原文节选
有一个说法叫“制造困难”,典出于此:“有困难也要上,没有困难制造困难也要上。”这本是反讽的段子。没有困难,岂不更好,谁会主动制造困难呢?然而现实之中,从不缺制造困难的案例。我听过这样一个故事。话说两个县,都地处洪灾区,常年遭受洪水肆虐,民不聊生,苦不堪言。有一年,两县同时更换了父母官,甲县县长履新之后,所烧第一把火,便是抢修堤防,加强防洪;乙县县长则无意于此,反将一腔心血投入务虚的政治学习。翌年夏天,洪水一如既往,汹涌袭来,甲县未雨绸缪,化险为夷,乙县预防不力,灾情惨重,不过在抗洪救灾的过程当中,乙县县长身先士卒,冲锋在第一线,苦战半月,终于击退洪魔,却落得重病一场。灾后,获得上级表彰的并非预防得力的甲县县长,而是抗洪得力的乙县县长,后者迅速被提拔为副市长。对此,官场中人总结,乙县县长这一手,便可谓“制造困难”,本当预防灾情,他却放任自流,也许在其心底,十分期待这场洪水的洗劫呢,沧海横流,方显英雄本色,抗击灾难,才能盛产政绩。结局证明,他的政治算盘准确击中了中国官场的潜规则。只是,一将功成万骨枯,这一纸升官图,由多少灾民的财产和生命所绘成。

倘谓洪水本是天灾,谈不上制造,那么,且说人为的灾难。熟读史书的朋友都知道,中国古代一些官兵,最喜欢干的事,就是制造匪情:或者逼百姓造反,发兵剿灭;或者直接诬百姓为匪,一通乱杀,号称“斩匪首数万”,向上峰邀功请赏,这样的官兵,何异于土匪,其凶残甚至远胜土匪,所谓“匪过如梳,兵过如篦,官过如剃”。

还有一些镇守边疆的将帅,拥兵自重,形同割据。一旦朝廷有所召唤,他们不愿背抗旨不尊的罪名,往往称病不往,不过生病绝非最合适的理由:一来,你不可能一年到头都在生病;二来,你不是生病么,那好,你这健康状况,已经不大适合在苦寒的边疆领军,不妨回到繁华的京城将养身体——这便贻朝廷以调动的口实。于是他们想出了更绝的办法:暗地挑起边衅,发动战乱。战火一燃,不消说你自己不想走,就算你要走,朝廷怕也不敢让你离开边关了。此即典型的“没有困难制造困难”。

战乱之外,古人还擅长“制造小人”。这是刀尔登先生的说法。他以明清之际的阮大铖为例。阮大铖之为小人,一半源自其人的卑污,热衷权势,卖身为荣;另一半,何尝不是出于自视为君子、满腔道德感的东林党人对阮大铖的排挤、压制。阮大铖曾是东林党一员,名列《东林点将录》,拟为“天究星没遮拦吏科给事中阮大铖”,后因官位之争,为东林党的主事者所诳,双方交恶,他遂投奔魏忠贤。魏忠贤垮台以后,他试图修复东林党的关系,东林党收了他的资助,却继续压迫他,硬生生把他逼到了敌人的队伍。最终,在他的反噬之下,东林党遭遇重创,偏安一隅的南明小朝廷,正由于这一内斗而走向崩溃。不妨说,阮大铖本非“困难”,东林党人却将他制造成了“困难”。

练习目标
在上面这段谈“制造困难”的文字里,洪灾过后受到上级表彰并被提拔为副市长的是哪个县的县长?

所给数据
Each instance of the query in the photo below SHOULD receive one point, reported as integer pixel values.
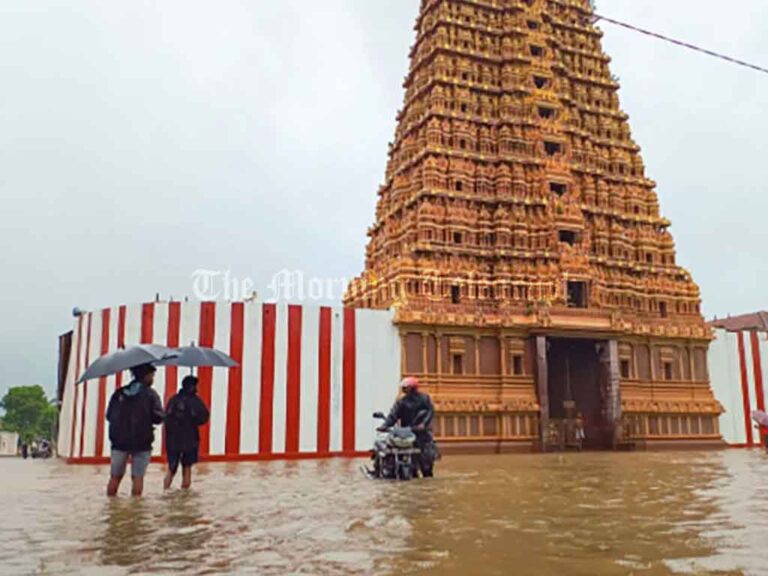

本题解答
乙县县长。